Por favor, localiza todas las filas que contengan la palabra "tyre" y cópialas completas.

┄┄┄┄┄┄┄┄┄┄┄┄┄┄┄┄┄┄┄┄

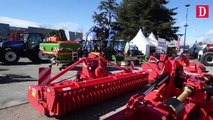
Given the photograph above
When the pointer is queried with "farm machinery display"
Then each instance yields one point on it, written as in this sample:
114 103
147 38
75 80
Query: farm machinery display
92 84
173 95
125 53
60 49
26 46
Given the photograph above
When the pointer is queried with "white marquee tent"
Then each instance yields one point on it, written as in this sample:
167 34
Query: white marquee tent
153 39
142 43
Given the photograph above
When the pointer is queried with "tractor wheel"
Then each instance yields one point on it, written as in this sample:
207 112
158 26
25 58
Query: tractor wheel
10 56
207 59
38 57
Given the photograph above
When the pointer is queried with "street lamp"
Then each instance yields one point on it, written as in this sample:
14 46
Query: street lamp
187 5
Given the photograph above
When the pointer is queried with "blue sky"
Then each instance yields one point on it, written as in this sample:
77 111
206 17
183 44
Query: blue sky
75 15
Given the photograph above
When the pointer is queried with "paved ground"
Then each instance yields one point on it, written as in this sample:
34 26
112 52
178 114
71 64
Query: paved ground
14 82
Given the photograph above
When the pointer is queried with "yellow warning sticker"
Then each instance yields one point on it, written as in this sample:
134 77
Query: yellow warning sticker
33 94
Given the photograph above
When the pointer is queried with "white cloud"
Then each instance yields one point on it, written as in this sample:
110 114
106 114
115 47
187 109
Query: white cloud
209 32
18 22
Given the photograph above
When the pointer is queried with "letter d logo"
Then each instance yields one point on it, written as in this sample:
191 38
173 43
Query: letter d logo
202 11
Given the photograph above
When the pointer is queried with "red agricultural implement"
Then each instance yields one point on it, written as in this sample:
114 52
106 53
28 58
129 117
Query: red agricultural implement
173 95
154 66
92 84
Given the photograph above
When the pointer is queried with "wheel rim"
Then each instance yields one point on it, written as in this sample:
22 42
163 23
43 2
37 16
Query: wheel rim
209 59
10 56
42 56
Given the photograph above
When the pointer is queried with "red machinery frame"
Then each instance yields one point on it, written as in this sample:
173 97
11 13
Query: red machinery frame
173 95
92 84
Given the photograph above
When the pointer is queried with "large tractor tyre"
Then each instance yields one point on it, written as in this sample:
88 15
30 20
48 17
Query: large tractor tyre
207 59
37 57
10 56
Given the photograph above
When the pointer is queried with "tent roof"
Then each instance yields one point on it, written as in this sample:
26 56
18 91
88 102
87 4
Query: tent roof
153 39
140 39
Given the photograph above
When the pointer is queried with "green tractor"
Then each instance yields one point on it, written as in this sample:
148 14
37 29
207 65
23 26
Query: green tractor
61 51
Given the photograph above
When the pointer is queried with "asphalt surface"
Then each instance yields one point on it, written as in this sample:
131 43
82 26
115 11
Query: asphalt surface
14 82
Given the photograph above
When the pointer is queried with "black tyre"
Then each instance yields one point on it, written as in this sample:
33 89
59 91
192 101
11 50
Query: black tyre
10 56
207 59
37 57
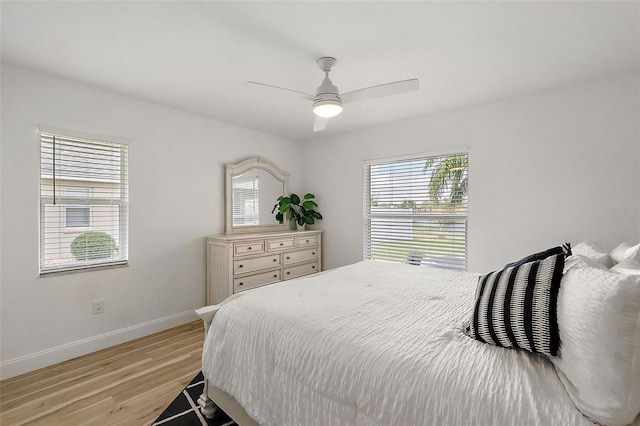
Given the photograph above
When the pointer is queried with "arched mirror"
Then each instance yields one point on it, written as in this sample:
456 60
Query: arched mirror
252 188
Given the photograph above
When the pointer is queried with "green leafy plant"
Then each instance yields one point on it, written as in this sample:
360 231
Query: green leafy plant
93 245
303 211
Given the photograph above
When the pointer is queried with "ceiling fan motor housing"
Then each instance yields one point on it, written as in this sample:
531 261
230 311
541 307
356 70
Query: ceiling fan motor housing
327 102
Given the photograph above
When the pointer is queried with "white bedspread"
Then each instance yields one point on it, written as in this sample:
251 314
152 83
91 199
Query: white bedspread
375 344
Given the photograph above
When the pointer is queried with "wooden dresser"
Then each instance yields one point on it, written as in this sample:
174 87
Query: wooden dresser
239 262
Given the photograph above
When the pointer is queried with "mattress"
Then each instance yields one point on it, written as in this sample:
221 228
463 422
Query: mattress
375 343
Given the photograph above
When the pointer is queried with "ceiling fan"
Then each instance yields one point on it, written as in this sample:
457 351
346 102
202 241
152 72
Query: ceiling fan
328 101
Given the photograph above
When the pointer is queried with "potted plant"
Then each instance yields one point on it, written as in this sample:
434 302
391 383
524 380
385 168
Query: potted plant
302 211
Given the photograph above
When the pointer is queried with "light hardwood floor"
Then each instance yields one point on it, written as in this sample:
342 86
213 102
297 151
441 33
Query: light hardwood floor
128 384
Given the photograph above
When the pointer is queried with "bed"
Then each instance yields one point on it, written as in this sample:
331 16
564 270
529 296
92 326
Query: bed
378 343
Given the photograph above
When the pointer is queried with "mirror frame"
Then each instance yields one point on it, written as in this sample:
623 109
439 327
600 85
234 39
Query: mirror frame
235 169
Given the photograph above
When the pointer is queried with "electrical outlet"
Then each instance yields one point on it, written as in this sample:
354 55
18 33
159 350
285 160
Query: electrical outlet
98 306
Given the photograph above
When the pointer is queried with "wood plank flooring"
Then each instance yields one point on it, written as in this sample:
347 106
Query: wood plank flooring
129 384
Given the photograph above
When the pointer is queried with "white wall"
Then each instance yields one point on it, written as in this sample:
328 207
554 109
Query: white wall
543 169
176 198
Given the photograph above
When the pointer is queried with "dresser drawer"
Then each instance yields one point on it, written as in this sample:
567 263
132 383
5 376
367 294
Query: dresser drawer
280 244
306 241
253 281
298 271
249 247
243 266
299 256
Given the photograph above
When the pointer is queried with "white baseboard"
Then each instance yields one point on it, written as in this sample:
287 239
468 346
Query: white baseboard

┄┄┄┄┄┄┄┄┄┄┄┄┄┄┄┄┄┄┄┄

## Respuesta
When the pointer is queried with "large tractor tyre"
Query: large tractor tyre
When the pointer is queried with "black tyre"
Query: black tyre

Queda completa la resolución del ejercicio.